→ 练习说明
能否把下方的行从含有“pin: flat screen”的那一行开始、到最后一行结束（两端都算在内）完整重写一遍，标注要求一并保留，且只给出这一段？其中答案里的坐标点数值请缩放为原来的0.75倍并四舍五入取整（逢五进一），标注要求及其格式示例中的数字保持不变。

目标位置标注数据
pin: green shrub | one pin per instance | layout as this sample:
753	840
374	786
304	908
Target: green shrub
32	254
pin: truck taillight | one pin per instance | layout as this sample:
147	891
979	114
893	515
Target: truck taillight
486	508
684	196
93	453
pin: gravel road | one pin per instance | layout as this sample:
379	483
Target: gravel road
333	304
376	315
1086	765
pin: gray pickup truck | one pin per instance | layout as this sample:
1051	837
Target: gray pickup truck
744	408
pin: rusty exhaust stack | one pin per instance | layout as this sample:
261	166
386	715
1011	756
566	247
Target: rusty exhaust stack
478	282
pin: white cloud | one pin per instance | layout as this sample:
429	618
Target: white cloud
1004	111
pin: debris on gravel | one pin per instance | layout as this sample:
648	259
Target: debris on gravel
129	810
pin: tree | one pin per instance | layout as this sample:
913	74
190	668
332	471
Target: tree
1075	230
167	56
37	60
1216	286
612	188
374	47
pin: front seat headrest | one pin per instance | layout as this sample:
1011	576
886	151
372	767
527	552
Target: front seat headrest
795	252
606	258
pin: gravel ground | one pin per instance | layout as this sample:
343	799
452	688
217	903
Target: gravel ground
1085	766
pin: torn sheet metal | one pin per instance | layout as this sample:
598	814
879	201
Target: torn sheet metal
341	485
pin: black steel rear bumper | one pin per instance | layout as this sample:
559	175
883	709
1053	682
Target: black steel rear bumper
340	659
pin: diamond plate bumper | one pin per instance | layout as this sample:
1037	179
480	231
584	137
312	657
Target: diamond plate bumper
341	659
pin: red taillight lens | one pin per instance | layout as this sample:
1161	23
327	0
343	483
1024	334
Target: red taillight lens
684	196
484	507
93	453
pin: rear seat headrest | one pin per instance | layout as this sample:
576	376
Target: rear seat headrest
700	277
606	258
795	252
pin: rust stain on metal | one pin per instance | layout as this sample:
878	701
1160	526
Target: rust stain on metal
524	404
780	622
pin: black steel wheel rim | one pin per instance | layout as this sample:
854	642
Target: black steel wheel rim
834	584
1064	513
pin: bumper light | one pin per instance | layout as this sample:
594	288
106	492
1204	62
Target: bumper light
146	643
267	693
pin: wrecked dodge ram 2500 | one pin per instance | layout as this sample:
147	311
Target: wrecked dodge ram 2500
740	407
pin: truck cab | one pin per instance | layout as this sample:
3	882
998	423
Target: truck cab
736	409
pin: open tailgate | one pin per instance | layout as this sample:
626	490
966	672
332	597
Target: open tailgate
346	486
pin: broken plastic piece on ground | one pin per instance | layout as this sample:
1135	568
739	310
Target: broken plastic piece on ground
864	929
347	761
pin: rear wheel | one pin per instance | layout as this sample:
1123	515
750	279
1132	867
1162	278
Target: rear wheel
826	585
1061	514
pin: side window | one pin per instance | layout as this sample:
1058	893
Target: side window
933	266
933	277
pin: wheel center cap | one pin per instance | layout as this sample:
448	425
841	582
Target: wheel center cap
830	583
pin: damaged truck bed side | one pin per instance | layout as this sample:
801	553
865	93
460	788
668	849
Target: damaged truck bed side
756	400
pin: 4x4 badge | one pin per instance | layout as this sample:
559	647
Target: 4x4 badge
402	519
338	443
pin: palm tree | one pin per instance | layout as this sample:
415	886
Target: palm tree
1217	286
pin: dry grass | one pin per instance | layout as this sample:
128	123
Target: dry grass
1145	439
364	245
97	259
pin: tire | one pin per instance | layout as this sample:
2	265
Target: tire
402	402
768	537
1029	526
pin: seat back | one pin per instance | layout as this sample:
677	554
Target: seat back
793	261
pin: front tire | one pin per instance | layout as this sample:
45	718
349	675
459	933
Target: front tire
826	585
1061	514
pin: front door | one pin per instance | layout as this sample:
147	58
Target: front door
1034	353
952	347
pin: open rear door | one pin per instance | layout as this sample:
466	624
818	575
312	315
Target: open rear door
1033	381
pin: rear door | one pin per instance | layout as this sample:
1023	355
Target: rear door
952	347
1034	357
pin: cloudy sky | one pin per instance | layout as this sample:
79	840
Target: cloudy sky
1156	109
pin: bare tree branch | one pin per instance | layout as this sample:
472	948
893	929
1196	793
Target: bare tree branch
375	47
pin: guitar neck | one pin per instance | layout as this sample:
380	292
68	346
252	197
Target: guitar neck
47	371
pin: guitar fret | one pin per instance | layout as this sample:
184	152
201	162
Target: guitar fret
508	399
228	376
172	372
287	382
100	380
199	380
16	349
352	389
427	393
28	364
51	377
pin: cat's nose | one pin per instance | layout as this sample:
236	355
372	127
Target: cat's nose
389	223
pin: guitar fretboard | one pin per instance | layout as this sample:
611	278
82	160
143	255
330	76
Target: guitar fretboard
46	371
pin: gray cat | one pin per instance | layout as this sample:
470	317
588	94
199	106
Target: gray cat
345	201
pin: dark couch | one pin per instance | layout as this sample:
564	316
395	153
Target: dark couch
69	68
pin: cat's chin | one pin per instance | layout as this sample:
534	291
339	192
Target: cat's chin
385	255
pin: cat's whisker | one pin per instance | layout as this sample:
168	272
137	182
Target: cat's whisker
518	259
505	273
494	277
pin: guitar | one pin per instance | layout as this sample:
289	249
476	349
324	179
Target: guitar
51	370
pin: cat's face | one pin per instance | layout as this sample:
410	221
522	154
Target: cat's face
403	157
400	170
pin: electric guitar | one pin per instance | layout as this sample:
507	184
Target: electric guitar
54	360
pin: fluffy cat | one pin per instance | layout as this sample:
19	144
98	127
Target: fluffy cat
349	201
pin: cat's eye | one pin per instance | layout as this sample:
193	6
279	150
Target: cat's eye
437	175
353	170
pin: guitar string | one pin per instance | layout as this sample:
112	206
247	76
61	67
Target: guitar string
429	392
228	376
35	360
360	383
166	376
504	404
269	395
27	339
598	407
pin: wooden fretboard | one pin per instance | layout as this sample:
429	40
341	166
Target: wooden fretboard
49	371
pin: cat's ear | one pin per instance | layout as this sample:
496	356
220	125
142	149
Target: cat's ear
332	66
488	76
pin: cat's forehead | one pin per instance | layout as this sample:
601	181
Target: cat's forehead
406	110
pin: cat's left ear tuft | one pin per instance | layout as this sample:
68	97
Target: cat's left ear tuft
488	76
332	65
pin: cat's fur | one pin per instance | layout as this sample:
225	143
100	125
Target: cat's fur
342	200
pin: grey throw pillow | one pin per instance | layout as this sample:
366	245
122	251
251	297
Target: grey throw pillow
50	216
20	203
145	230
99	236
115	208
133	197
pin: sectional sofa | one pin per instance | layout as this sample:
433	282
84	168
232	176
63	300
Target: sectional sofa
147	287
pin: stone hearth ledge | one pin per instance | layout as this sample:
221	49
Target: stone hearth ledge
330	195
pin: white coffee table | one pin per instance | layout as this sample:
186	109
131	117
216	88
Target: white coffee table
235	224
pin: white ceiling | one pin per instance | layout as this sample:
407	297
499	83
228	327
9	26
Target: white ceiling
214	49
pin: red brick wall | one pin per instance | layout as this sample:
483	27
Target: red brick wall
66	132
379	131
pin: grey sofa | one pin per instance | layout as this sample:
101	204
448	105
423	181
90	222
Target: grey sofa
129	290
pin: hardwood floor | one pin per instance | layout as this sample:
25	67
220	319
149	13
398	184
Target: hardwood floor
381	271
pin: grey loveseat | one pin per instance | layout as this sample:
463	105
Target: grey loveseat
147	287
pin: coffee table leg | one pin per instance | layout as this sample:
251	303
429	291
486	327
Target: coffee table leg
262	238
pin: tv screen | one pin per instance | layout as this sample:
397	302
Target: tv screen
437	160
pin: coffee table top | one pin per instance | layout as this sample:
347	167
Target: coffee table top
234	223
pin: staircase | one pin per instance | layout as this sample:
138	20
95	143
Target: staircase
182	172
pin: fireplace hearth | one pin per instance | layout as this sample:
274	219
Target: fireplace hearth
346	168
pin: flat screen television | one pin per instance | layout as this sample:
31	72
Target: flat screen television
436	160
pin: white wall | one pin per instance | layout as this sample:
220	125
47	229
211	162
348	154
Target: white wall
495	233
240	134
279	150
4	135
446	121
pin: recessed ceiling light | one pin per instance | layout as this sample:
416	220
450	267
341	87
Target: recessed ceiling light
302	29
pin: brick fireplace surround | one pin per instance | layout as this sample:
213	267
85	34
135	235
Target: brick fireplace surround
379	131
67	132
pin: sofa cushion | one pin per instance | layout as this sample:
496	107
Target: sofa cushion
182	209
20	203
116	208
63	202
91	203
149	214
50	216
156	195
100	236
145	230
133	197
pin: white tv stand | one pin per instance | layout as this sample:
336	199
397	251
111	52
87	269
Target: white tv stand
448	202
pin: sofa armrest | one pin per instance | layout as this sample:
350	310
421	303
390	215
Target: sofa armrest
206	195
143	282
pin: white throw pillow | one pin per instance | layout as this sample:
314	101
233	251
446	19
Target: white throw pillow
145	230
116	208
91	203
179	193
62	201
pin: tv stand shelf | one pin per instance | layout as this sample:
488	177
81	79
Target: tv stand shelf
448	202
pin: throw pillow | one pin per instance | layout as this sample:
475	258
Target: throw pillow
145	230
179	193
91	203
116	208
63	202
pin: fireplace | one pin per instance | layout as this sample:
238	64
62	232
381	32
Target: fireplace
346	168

→ 题目解答
pin: flat screen television | one pin per instance | layout as this sample:
31	72
Target: flat screen television
327	120
pin: white wall | one pin per instance | layout as this sample:
220	125
47	229
211	162
348	154
Target: white wall
371	175
180	101
209	113
3	101
335	91
pin: recessed ceiling light | one pin per instance | layout as this sample:
416	220
450	267
341	87
Target: recessed ceiling light
227	22
pin: brick fireplace surround | one pin per instance | layout as this sample:
213	267
85	34
135	235
Target: brick fireplace surround
284	98
50	99
pin: sofa cushion | one pin per instance | layout as this sample:
496	107
Target: sofa cushion
137	157
15	152
87	156
47	152
68	152
112	161
38	162
117	146
75	177
109	173
100	148
pin: white tv stand | one pin per instance | layout as this sample:
336	199
397	251
111	52
87	269
Target: white tv stand
336	152
pin: sofa armrest | one pin per instance | layout as this sample:
350	310
421	303
390	215
Target: sofa armrest
155	146
107	212
pin: white throw pillow | one pin per instance | layout as this sample:
314	101
233	251
446	19
Target: white throw pillow
109	173
87	156
68	152
134	145
47	151
pin: tv stand shelf | one pin per instance | layout as this sample:
488	177
81	79
Target: tv stand shelf
336	152
pin: throw pillow | one pin per instance | layout as this sample:
475	258
Target: throw pillow
109	173
134	145
68	152
87	156
47	152
pin: fireplace | one pin per instance | layout as this sample:
238	64
62	232
381	32
Target: fireplace
260	126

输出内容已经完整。